Task brief
Return each line of the records that contains the string "shrine".

Mask labeling examples
○ ○ ○ ○ ○ ○ ○

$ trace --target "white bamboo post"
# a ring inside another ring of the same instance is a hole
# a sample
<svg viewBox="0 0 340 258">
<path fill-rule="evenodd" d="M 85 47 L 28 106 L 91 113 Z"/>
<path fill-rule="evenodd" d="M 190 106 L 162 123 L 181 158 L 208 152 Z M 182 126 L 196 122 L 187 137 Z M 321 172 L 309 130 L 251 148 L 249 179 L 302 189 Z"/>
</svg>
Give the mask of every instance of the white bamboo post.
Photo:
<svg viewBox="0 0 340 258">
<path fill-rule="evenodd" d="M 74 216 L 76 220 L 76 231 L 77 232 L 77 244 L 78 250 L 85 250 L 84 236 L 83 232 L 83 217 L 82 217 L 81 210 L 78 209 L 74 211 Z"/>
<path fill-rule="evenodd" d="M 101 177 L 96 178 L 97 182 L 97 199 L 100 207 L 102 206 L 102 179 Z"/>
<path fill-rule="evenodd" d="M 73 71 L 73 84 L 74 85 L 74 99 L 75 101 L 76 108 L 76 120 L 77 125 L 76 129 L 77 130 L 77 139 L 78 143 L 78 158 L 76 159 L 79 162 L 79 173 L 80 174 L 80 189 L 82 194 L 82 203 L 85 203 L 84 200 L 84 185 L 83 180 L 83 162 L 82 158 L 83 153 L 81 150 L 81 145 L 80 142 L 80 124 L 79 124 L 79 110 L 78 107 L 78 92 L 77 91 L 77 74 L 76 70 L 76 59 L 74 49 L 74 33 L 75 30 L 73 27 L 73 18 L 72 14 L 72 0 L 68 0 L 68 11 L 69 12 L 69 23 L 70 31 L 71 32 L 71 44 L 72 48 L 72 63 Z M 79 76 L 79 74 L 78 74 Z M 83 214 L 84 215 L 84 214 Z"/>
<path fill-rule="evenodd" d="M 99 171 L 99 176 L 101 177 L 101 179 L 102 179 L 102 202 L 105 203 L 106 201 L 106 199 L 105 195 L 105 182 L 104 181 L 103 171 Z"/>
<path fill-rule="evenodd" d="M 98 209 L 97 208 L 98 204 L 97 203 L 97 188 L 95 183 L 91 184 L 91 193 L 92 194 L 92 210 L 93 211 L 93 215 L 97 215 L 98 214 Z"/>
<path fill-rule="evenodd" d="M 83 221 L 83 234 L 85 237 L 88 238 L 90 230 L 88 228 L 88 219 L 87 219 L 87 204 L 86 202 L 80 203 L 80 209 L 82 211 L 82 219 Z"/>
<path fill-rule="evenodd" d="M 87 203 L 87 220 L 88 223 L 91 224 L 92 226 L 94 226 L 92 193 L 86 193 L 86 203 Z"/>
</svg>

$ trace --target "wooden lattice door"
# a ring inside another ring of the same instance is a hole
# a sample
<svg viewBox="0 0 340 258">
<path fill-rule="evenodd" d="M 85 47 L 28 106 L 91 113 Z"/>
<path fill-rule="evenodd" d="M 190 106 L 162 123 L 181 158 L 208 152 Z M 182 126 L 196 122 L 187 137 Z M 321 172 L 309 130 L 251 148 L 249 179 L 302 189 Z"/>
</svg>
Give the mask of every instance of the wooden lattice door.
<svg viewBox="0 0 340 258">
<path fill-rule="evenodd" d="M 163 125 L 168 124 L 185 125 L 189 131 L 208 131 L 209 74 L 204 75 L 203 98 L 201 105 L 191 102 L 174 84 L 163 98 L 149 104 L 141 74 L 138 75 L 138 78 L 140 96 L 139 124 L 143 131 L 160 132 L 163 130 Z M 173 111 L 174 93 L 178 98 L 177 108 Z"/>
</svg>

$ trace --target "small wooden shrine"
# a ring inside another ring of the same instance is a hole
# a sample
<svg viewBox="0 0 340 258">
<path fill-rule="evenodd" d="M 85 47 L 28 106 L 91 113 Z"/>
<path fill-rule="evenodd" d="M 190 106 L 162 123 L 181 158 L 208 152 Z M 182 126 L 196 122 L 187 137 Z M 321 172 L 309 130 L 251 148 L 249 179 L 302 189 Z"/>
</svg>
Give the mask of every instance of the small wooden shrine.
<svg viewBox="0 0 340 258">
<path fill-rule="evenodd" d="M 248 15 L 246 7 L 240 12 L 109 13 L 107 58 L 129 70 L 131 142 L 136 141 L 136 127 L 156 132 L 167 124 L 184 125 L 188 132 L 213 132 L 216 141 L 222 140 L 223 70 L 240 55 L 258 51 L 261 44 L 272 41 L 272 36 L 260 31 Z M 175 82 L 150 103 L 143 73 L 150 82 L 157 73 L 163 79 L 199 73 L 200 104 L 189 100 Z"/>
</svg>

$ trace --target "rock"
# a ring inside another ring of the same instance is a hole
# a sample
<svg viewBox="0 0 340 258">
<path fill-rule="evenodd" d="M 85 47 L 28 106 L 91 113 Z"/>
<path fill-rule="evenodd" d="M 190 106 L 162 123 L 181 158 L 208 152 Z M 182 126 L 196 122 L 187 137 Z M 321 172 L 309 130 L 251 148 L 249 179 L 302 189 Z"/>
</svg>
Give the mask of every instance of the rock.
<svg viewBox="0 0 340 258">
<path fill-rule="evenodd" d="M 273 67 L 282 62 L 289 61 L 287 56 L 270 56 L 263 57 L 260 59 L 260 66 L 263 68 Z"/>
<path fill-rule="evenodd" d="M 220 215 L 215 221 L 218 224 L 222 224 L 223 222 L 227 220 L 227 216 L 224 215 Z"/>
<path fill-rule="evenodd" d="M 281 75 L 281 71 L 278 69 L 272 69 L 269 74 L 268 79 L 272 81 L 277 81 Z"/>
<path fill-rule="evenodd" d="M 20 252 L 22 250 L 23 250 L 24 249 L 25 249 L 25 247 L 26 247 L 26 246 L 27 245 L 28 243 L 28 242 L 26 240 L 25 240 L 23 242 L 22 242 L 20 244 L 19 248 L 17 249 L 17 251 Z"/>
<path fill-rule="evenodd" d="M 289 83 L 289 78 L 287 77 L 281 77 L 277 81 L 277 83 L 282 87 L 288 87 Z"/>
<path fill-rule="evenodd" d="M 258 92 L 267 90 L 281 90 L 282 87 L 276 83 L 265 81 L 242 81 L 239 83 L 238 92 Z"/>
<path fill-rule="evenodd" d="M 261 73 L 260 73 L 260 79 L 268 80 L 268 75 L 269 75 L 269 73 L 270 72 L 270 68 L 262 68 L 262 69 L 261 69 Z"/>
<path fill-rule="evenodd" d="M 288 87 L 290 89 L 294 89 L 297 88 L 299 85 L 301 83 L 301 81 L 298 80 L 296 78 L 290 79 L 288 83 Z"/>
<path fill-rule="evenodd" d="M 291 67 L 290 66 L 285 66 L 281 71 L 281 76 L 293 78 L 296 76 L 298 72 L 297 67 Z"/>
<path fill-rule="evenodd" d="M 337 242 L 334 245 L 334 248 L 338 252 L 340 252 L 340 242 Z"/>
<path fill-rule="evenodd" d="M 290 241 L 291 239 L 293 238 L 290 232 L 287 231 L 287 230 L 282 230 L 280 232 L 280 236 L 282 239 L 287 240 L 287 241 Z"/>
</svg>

○ ○ ○ ○ ○ ○ ○

Final result
$ trace --target "small wooden shrine"
Give the mask of every instance of the small wooden shrine.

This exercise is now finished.